What is expected:
State how many lines in the items below contain the word "black", counting case, and give only the number.

Available records:

◇ ◇ ◇

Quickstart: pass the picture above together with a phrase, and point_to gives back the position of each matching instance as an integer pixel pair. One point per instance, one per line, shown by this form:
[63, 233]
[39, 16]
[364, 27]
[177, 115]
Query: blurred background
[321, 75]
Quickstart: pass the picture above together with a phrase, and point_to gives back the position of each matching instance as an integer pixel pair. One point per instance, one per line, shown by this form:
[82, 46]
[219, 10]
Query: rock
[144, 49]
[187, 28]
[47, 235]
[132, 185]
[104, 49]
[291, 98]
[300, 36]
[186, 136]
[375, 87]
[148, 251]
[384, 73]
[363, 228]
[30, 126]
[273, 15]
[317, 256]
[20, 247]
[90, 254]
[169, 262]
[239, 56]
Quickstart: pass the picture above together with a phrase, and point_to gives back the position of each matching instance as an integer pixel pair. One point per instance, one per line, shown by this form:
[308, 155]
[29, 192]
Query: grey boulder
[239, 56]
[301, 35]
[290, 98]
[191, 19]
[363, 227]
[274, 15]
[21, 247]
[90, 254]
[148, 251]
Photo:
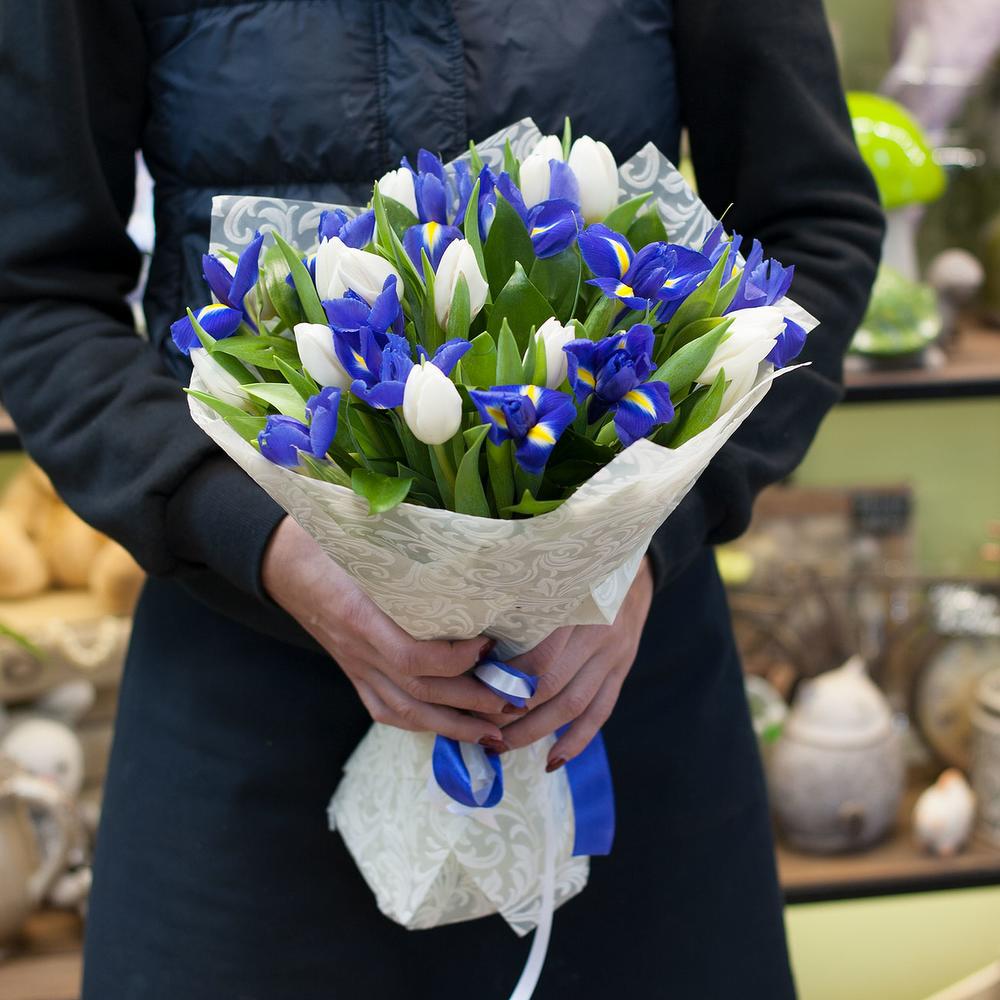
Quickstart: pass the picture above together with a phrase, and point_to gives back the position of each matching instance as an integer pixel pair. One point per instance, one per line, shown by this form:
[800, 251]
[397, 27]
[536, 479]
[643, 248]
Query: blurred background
[866, 594]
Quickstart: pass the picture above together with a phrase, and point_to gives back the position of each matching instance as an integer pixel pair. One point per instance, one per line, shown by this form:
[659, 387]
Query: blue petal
[580, 367]
[563, 184]
[282, 439]
[553, 226]
[607, 253]
[247, 271]
[219, 280]
[347, 314]
[322, 413]
[450, 353]
[358, 232]
[383, 396]
[432, 199]
[789, 344]
[642, 409]
[512, 194]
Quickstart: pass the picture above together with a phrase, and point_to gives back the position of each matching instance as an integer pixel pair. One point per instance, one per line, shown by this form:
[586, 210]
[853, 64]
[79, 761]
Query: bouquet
[482, 394]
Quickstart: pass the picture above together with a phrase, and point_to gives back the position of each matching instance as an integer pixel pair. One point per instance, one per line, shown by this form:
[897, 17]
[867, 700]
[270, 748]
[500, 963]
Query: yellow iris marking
[622, 254]
[540, 434]
[497, 416]
[640, 400]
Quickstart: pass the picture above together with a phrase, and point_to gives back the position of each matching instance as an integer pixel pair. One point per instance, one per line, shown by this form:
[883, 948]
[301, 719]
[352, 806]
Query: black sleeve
[92, 400]
[770, 135]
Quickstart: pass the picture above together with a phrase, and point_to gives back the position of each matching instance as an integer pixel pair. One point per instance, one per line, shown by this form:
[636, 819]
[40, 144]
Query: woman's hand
[403, 682]
[580, 673]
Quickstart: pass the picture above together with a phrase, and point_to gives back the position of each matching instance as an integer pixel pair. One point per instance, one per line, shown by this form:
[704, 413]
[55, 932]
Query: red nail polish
[494, 745]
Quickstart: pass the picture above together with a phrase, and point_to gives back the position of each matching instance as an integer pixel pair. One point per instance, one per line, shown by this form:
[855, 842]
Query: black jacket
[315, 98]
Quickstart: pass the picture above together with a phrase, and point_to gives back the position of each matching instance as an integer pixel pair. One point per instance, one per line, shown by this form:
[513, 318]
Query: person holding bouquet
[256, 664]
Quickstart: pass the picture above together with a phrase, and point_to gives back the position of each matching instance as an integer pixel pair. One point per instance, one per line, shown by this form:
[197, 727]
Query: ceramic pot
[836, 775]
[986, 755]
[24, 878]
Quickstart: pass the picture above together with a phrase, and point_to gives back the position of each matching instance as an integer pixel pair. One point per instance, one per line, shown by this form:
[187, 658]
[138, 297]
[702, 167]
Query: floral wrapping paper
[439, 574]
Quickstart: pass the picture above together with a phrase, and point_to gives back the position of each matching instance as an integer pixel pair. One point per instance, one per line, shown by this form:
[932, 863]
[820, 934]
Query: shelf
[971, 368]
[893, 867]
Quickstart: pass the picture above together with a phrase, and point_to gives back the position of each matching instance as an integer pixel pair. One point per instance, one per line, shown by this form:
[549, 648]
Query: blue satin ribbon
[589, 774]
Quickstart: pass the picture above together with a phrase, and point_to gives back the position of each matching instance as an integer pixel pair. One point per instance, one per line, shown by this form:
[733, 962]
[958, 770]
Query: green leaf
[521, 305]
[511, 163]
[508, 357]
[686, 364]
[498, 464]
[470, 497]
[621, 218]
[647, 228]
[247, 425]
[324, 471]
[303, 282]
[703, 412]
[470, 226]
[529, 505]
[280, 396]
[508, 243]
[459, 316]
[262, 351]
[382, 492]
[479, 366]
[601, 316]
[300, 381]
[558, 280]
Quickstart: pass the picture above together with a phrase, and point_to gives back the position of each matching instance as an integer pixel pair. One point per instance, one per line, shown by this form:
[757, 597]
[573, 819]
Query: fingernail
[491, 743]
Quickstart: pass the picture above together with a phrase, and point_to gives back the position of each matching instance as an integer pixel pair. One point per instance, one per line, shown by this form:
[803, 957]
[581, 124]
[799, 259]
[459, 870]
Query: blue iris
[662, 273]
[612, 373]
[761, 283]
[283, 438]
[223, 318]
[553, 224]
[380, 366]
[356, 232]
[532, 417]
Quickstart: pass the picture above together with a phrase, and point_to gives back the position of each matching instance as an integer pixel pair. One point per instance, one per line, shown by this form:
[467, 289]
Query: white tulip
[459, 260]
[398, 185]
[315, 344]
[748, 342]
[218, 382]
[432, 407]
[340, 268]
[554, 337]
[597, 174]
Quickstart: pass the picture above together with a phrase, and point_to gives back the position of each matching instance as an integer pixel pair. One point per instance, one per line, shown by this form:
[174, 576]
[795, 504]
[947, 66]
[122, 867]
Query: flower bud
[340, 268]
[432, 407]
[597, 174]
[217, 381]
[315, 344]
[398, 185]
[553, 336]
[459, 260]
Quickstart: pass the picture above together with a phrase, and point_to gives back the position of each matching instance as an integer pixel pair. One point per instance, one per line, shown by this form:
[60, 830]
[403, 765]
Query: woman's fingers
[397, 708]
[577, 738]
[566, 706]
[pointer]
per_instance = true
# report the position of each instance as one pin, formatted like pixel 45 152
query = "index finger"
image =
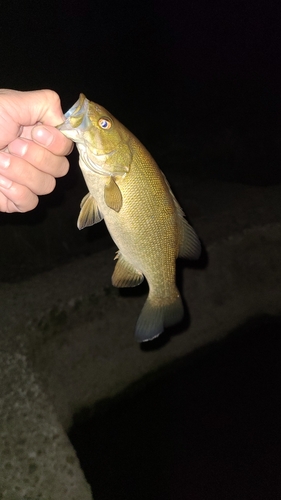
pixel 28 108
pixel 52 139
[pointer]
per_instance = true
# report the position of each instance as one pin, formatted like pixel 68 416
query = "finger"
pixel 39 157
pixel 34 106
pixel 52 139
pixel 19 171
pixel 17 198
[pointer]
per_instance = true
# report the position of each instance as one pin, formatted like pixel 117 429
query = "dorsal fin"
pixel 189 243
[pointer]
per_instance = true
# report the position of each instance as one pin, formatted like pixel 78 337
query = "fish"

◇ ◇ ◇

The answer:
2